Il “Risk Based Thinking” (pensiero basato sul rischio): è alla base delle attuali norme ISO (Come ad esempio la ISO 9001: Sistemi di Gestione della Qualità e ISO 45001 Sistemi di Gestione per la Salute e per la Sicurezza sul Lavoro. Al “Risk Management” è per altro anche dedicata una specifica norma, la ISO 31000.
Le norme ISO ( International Organization for Standardization) definiscono il Rischio come “effetto dell’incertezza sugli obiettivi“, precisando che tale effetto può essere sia positivo che negativo. La parola “rischio”, quando l’effetto è positivo, può essere sostituita da “opportunità“.
Negli standard di riferimento internazionali quindi “l’analisi dei rischi e delle opportunità” per l’organizzazione e nell’organizzazione ha assunto un’importanza strategica.
Tale analisi va contestualizzata e ha lo scopo di valutare di tutti elementi interni ed esterni che interagiscono con l’attività, che possono generare rischi ed influire sulle performance e quindi sulla capacità di raggiungimento degli obiettivi aziendali.
Questo approccio è certamente interessante, perché sposta il focus dall’organizzazione “come immaginata” all’interazione dinamica tra l’organizzazione e il suo contesto interno ed esterno e sull’incertezza che inevitabilmente ciò genera, al fine di configurare un organizzazione pro-attiva, flessibile, aperta e “resiliente”.
Ma nella pratica, quali sono i fattori da considerare nell’analisi del contesto che possono avere ricadute (negative o positive) sulle performance?
In tal senso, può essere di grande aiuto pratico il modello dei Performance Inflencing Factors (PIFs). Si tratta di un approccio utilizzato nell’ambito Health&Safety, ma utilizzabile anche con obiettivi di analisi più ampi, che tiene conto dei fattori che influenzano le performance (e quindi i risultati) e di come questi interagiscono tra loro in un sistema complesso e dinamico.
Il modello PIFs individua 3 famiglie di fattori di cui tenere conto:
- I “Job factors”, ovvero i fattori legati al lavoro / compito
- I “Person factors”, ovvero i fattori legati alla persona / individuo
- Gli “Organization Factors”, ovvero i fattori legati all’organizzazione
Nello specifico, i fattori legati al lavoro possono essere, ad esempio, la complessità dei compiti, i compiti routinari (suscettibili quindi a cali di attenzione) o straordinari (per i quali con maggiore probabilità si può avere un deficit di competenze o consapevolezza situazionale), la presenza o assenza di strumenti adeguati, l’ambiente di lavoro (rumore, microclima, spazio disponibile, illuminazione etc.), il tempo a disposizione, le dinamiche di comunicazione operativa (tra colleghi, con i responsabili, con aziende in appalto etc.), l’adeguatezza e la fruibilità delle procedure, dei segnali e di altri strumenti visuali.

* COSA SI RICHIEDE: Indica se ciascuna affermazione concorda con il testo sul pensiero basato sul rischio. Per ognuna rispondi sì o no e cita alla lettera le parole del testo che lo stabiliscono. (a) Per le norme ISO l'effetto dell'incertezza sugli obiettivi è soltanto negativo. (b) Il modello PIFs individua tre famiglie di fattori. (c) Il modello PIFs si applica esclusivamente all'ambito Health&Safety.

* ESTRATTO DEI DATI:
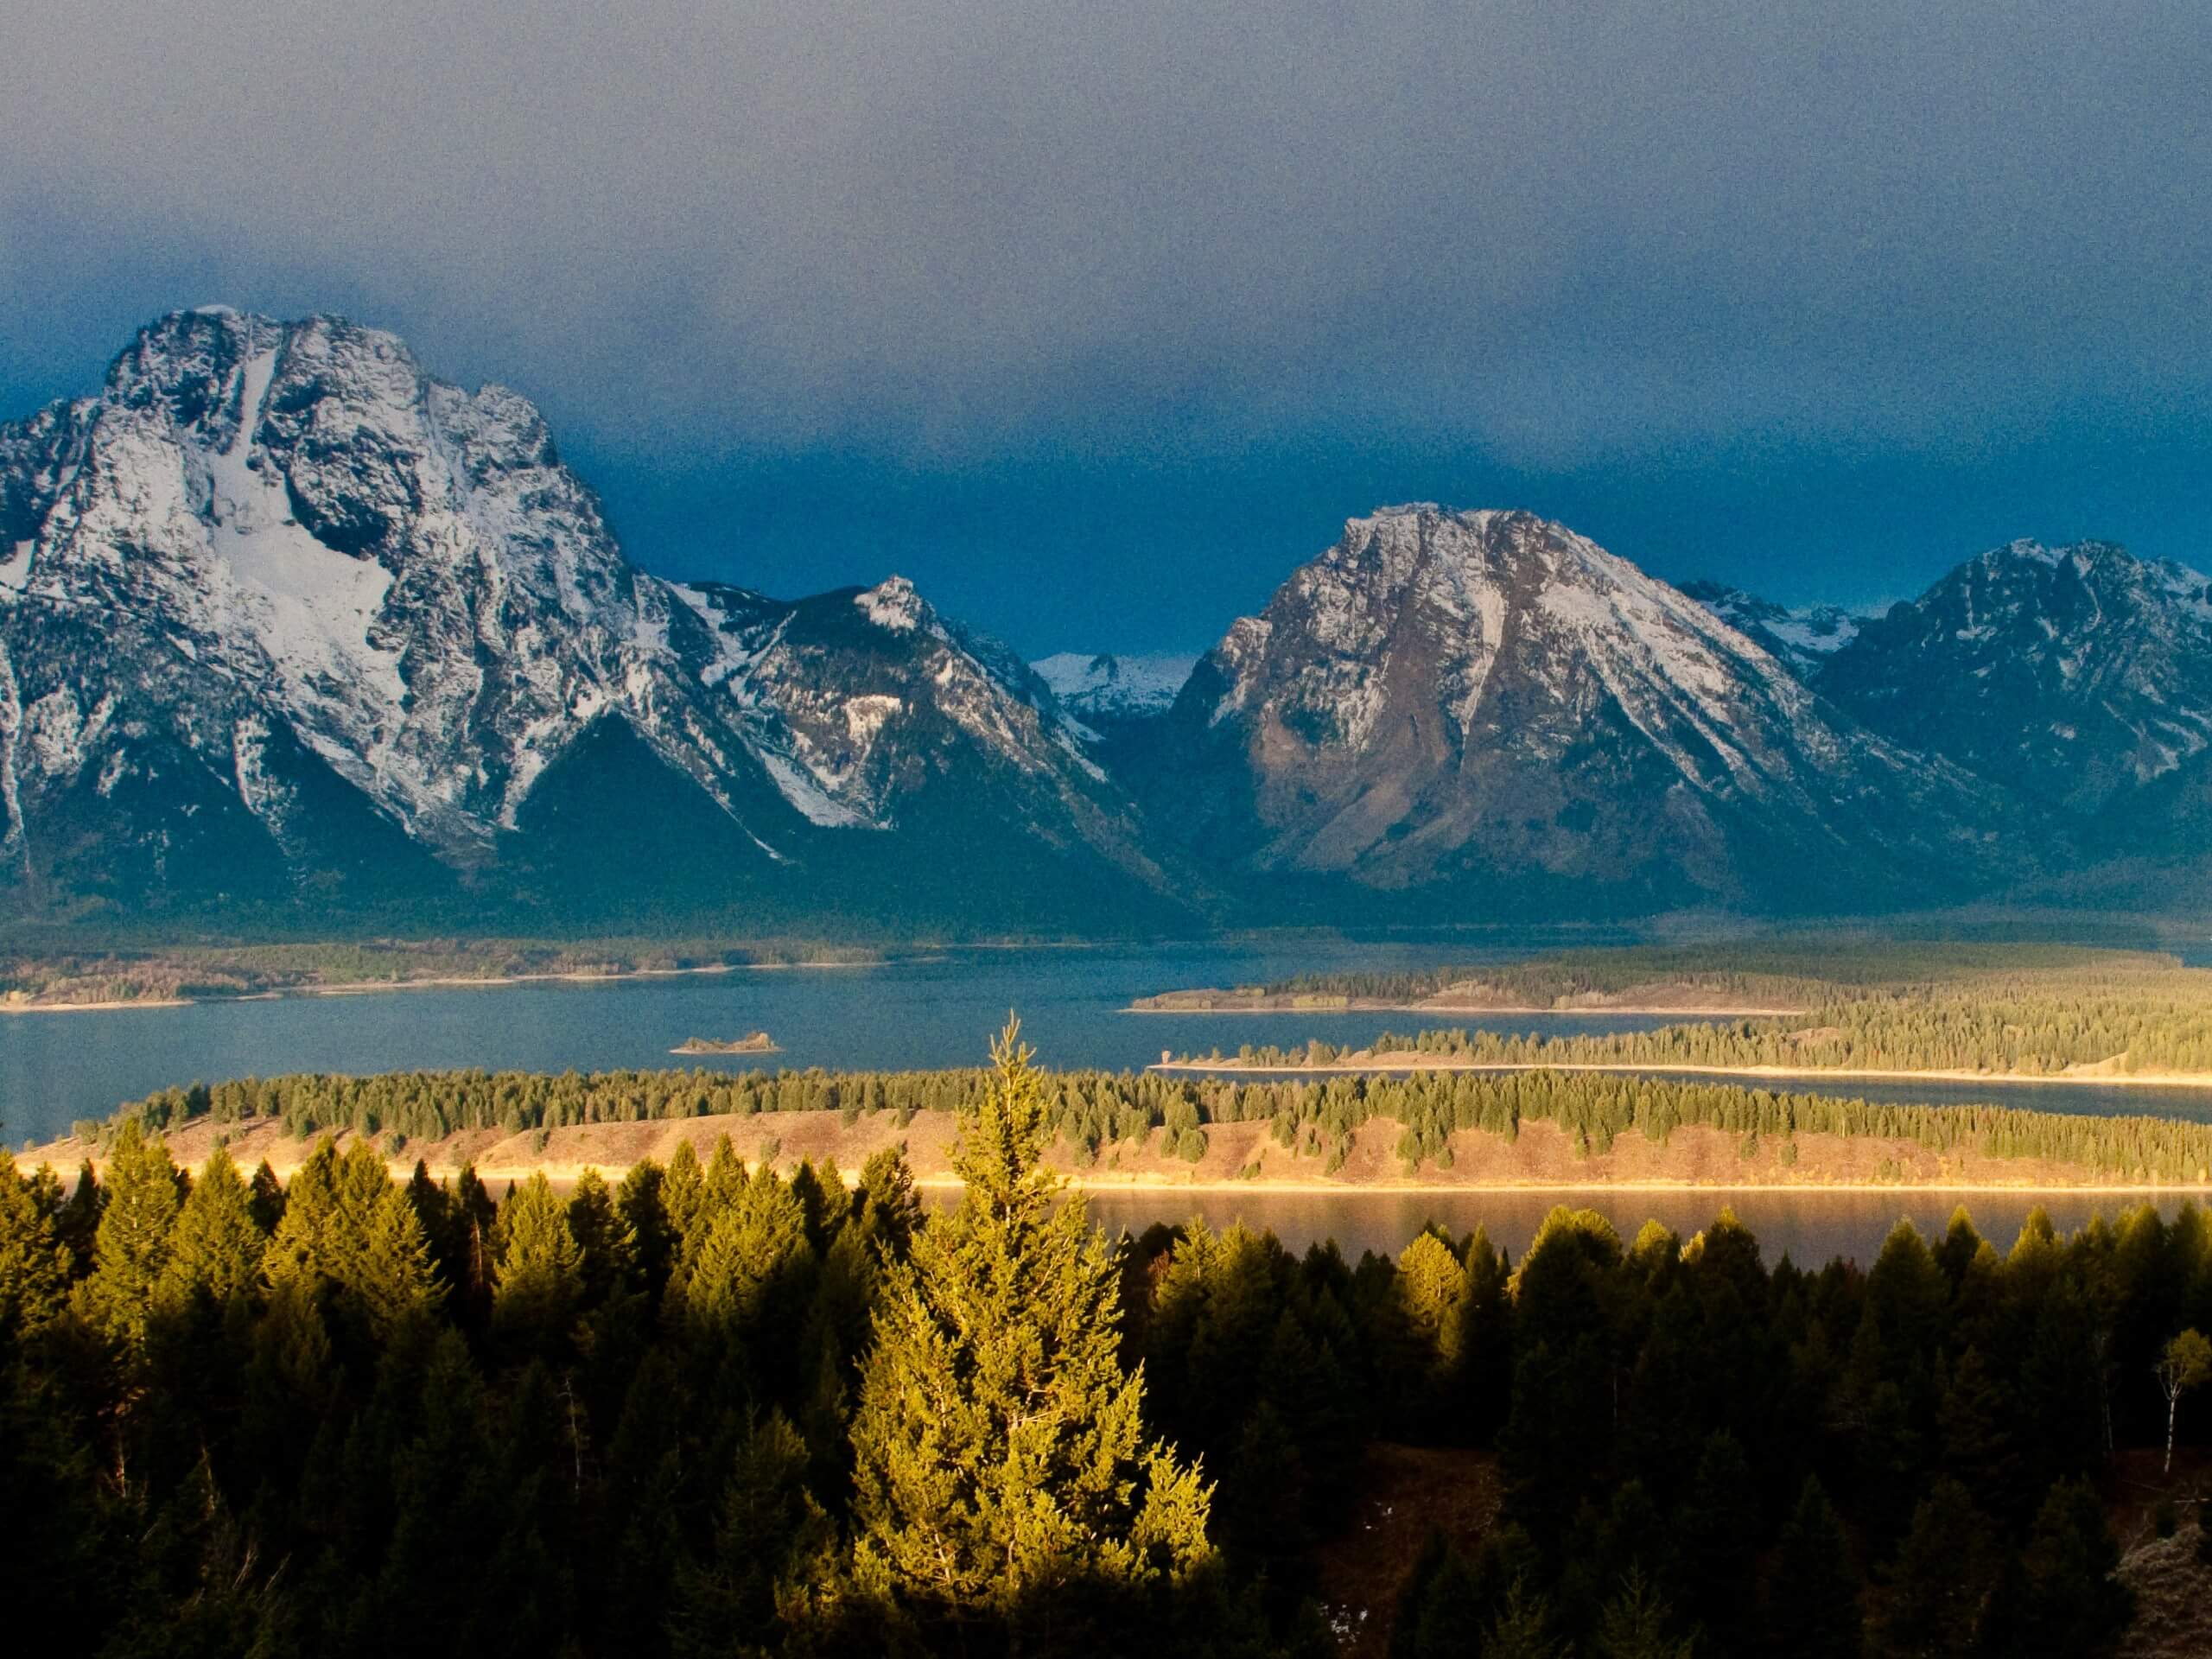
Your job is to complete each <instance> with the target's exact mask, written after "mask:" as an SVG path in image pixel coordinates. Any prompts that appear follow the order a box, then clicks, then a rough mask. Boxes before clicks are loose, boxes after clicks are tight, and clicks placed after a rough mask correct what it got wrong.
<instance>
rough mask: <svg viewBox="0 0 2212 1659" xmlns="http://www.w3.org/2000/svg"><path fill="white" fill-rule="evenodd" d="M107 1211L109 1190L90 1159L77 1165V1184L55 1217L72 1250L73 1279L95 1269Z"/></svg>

* RISPOSTA SCRITTA:
(a) No: "precisando che tale effetto può essere sia positivo che negativo".
(b) Sì: "Il modello PIFs individua 3 famiglie di fattori di cui tenere conto".
(c) No: "Si tratta di un approccio utilizzato nell’ambito Health&Safety, ma utilizzabile anche con obiettivi di analisi più ampi".